WHAT TO DO
Transcribe the whole listing without a single picture.

SUPPLIED MATERIAL
+++

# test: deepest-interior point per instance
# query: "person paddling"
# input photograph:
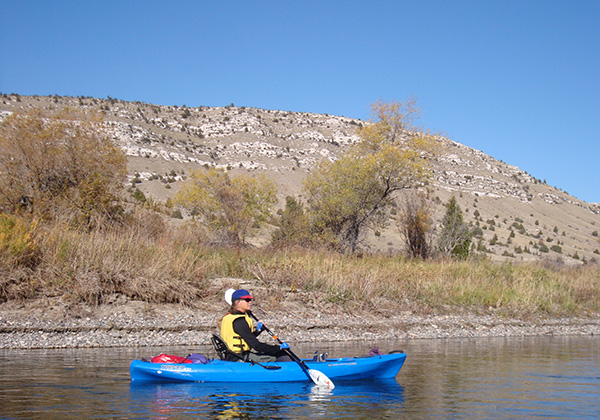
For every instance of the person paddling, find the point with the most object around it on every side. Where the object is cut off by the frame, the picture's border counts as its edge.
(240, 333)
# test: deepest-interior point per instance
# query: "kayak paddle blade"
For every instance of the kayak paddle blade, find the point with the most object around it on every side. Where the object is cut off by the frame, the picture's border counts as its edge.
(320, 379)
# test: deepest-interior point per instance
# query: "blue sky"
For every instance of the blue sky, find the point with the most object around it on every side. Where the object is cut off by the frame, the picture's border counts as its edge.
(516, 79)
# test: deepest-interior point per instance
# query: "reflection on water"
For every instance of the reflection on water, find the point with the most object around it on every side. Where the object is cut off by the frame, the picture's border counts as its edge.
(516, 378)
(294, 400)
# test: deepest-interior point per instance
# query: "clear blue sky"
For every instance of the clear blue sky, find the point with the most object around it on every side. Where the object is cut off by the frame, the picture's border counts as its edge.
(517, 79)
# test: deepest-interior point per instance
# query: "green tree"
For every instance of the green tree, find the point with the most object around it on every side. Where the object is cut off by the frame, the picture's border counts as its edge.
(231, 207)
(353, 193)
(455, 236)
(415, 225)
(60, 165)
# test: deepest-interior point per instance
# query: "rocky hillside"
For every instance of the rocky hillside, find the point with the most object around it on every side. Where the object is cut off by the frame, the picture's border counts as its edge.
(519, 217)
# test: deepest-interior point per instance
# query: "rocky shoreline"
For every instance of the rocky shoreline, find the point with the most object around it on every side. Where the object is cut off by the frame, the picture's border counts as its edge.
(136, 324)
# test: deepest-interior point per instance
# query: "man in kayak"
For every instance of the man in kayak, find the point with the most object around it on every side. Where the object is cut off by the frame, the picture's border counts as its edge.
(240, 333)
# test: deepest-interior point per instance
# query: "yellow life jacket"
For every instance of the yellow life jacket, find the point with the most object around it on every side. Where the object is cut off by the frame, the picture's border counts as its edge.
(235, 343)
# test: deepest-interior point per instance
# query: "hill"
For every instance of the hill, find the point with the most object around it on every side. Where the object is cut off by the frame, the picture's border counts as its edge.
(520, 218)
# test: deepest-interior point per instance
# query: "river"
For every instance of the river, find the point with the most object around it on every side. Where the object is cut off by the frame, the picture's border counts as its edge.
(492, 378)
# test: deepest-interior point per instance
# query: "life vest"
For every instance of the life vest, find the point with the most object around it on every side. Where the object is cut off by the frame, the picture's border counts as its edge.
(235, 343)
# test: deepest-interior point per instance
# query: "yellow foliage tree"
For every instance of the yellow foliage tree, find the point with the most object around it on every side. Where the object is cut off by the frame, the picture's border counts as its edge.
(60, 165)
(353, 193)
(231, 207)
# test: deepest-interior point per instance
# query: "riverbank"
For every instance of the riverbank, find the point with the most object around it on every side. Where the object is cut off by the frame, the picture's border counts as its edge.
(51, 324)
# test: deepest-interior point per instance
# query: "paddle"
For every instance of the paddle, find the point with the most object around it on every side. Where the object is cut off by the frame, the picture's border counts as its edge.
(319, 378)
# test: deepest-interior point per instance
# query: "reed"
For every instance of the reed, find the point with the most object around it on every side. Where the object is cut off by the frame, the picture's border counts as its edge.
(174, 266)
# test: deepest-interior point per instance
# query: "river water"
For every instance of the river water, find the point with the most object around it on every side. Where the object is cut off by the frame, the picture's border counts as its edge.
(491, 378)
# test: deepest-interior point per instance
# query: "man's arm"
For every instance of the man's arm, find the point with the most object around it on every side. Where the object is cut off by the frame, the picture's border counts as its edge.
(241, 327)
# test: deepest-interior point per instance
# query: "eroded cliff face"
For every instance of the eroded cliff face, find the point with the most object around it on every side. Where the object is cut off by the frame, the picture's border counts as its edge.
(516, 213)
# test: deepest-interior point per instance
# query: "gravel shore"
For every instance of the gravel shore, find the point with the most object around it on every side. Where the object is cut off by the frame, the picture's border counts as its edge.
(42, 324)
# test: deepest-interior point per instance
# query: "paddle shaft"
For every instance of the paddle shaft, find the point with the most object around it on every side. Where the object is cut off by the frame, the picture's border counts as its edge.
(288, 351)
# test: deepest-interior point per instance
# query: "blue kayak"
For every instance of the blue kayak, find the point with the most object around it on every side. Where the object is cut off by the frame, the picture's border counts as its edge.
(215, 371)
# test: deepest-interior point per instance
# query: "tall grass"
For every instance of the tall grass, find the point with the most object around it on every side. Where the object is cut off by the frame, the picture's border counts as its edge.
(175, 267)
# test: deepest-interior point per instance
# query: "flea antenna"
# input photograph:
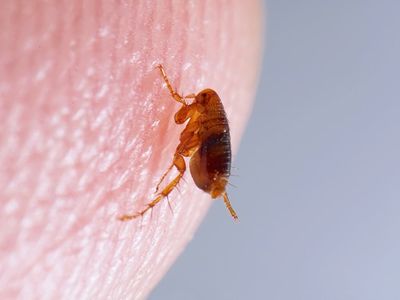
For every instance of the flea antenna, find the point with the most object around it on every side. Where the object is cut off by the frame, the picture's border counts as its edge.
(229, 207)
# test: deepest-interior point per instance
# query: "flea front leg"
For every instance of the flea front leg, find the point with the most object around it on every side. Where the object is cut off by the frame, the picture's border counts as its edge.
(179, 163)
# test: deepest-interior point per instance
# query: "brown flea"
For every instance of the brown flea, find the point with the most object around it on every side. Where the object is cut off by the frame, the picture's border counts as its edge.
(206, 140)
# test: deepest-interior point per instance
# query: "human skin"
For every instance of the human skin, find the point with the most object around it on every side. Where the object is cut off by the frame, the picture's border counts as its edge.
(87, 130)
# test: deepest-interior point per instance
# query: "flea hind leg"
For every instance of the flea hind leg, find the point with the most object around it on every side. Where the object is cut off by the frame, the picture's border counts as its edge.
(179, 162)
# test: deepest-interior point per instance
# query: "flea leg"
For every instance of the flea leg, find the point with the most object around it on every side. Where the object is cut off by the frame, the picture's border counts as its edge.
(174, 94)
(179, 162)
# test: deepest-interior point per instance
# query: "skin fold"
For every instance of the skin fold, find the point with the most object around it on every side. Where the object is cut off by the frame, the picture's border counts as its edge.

+++

FULL OUTPUT
# test: deepest-interior point per instance
# query: "person paddling"
# input photograph:
For every instance of the person paddling, find the point with the most object around it on every side. Where the object is cut off by the frame, the picture's border counts as its edge.
(240, 333)
# test: deepest-interior point per instance
# query: "kayak paddle blade"
For every instance of the kayak paddle blade, find the point with the most object around it on every side. Where the object is cut off by the frame, the picture's border counts as its edge.
(320, 379)
# test: deepest-interior point per instance
# query: "blue sky"
For every instance of the blue sky, find the point with the most object around it on every side. Where the object is cut off by the frame, the picture's border counts as its edge.
(516, 79)
# test: deepest-interior point per instance
# query: "reflection on water"
For every instance of the reflection on water, find the point with the most object around it on every side. Where the object is cut off by the frame, the picture's border counts as its edge.
(516, 378)
(294, 400)
# test: deepest-interior point per instance
# query: "clear blue sky"
For every instance of the clear blue sky, find the point with the most object around it on every side. Where the object is cut off by the frame, the picture's border counts as its edge.
(517, 79)
# test: deepest-interior point per instance
# query: "green tree"
For every instance of the green tree, find the point with the most object around it on every side. Where the object is cut off by the frame, the picture's border counts as its edge.
(231, 207)
(353, 193)
(455, 236)
(415, 225)
(60, 165)
# test: deepest-interior point per instance
# query: "rocky hillside"
For every instance of the rocky hillside, find the point with the most object around it on every side. Where the object is cut off by the frame, the picture's border counts as its edge.
(519, 217)
# test: deepest-interior point per instance
# query: "rocky shoreline"
For every instance of the rocky shoreline, find the point with the most object around it on every side. Where the object is cut off by the frame, the picture's border counts as its edge.
(136, 324)
# test: deepest-interior point per instance
# query: "man in kayak"
For every instance of the man in kayak, find the point with the most object around it on every side. Where the object is cut off by the frame, the picture's border counts as its edge.
(240, 333)
# test: deepest-interior point per instance
# query: "yellow life jacket"
For every instance of the yellow life jacket, find the point with the most object around it on every side. Where the object is cut off by the frame, the picture's border counts as its edge.
(235, 343)
# test: deepest-interior point per instance
# query: "hill"
For every instance of the hill, find the point with the most object around it on every side. Where the object is cut off by the frame, the picture's border counts as its edge.
(520, 218)
# test: deepest-interior point per instance
# query: "river"
For every instance of the river, find the point with the most object around it on every side. Where the object is cut off by the frame, the picture's border counts as its edge.
(492, 378)
# test: deepest-interior point per instance
# query: "life vest"
For every instance of the life vest, find the point with the most object around it on every side. Where the object is cut off by the frame, the picture's border counts as its edge.
(235, 343)
# test: deepest-interior point per instance
# query: "yellow foliage tree"
For every instance of the yellow foliage tree, find the point with the most object around it on every side. Where the object is cut off by the frame, the picture's border counts as its edge.
(60, 165)
(353, 193)
(231, 207)
# test: deepest-interior point per instance
# query: "riverbank"
For every instance of the riverbank, find the point with the most object around it on every side. Where the object is cut off by the frame, the picture's border counts as its edge.
(51, 324)
# test: deepest-interior point per instance
# query: "paddle"
For every instance of the paddle, find the point with the most object around it on every side. Where the object is cut off by the frame, the picture's border counts as its edge.
(319, 378)
# test: deepest-interior point per instance
# query: "reed"
For every instance of the reed, find the point with the most object around it on every side. Where the object is cut off by the frame, the picture's border counts as its edge.
(174, 266)
# test: deepest-interior point per instance
# query: "river water"
For every instance of the river water, find the point with the most object around it on every side. Where the object is cut off by the frame, the picture's border counts as its edge.
(491, 378)
# test: deepest-interior point per instance
# query: "man's arm"
For every instance of the man's arm, find the point with the most object around it on every side. Where the object is cut off by the frame, the picture's border counts as its edge.
(241, 327)
# test: deepest-interior point per instance
# query: "eroded cliff face"
For every instance of the eroded cliff face, find the point with the most object around it on every side. Where the object is cut off by the frame, the picture's border counts as its edge.
(516, 213)
# test: deepest-interior point per instance
# query: "gravel shore"
For every instance of the gravel shore, find the point with the most object around it on every side. Where the object is cut off by the frame, the picture's border counts as its edge.
(42, 324)
# test: deepest-interior point per instance
# query: "paddle shaft"
For every instance of the paddle shaft, find the point with the most object around it on every side. Where the object is cut off by the frame, the picture's border counts as its edge.
(288, 351)
# test: deepest-interior point per instance
# query: "blue kayak"
For every instance of the blue kayak, find the point with the most object around it on every side. Where the object is cut off by the frame, the picture's border counts as its edge.
(215, 371)
# test: deepest-interior point per instance
# query: "tall grass"
For every instance of the tall grass, find the point with the most object around it on every side. Where the object is cut off by the frame, the picture's border counts as its edge.
(175, 267)
# test: deepest-interior point per instance
# query: "flea antenna"
# input photograph:
For every instance of the flea antenna, find the point with the most object around it on every side. Where the object is cut off by the frame, the picture's border counts as its edge.
(229, 207)
# test: deepest-interior point per instance
# query: "flea front leg"
For every instance of the flea front leg, find the point with the most object around it on every side. Where the object is cut off by the frame, the picture's border counts as its edge.
(179, 163)
# test: deepest-interior point per instance
# query: "brown flea"
For every instance of the brown flea, find the point with the most object around it on every side. Where the object is cut off by the frame, the picture's border counts as its edge.
(206, 140)
# test: deepest-interior point per instance
# query: "human skin"
For every instance of the human skin, find the point with the most object around it on every side. Where the object is cut off by the frame, the picture's border counts as its edge.
(87, 130)
# test: deepest-interior point per instance
# query: "flea hind leg"
For every instance of the flea hind leg, find the point with the most object around it on every side. Where the object is cut off by the frame, the picture's border counts as its edge.
(179, 162)
# test: deepest-interior point per instance
# query: "flea leg"
For every instance of the flea leg, find the point with the most object around it on every side. Where the object is cut off by the frame, the picture's border counts as its edge.
(174, 94)
(179, 162)
# test: deepest-interior point per instance
# query: "skin fold"
For every instance of the skin fold, find the point with the most object around it on every side. Where the object is cut off by the frame, the picture's border counts as its edge.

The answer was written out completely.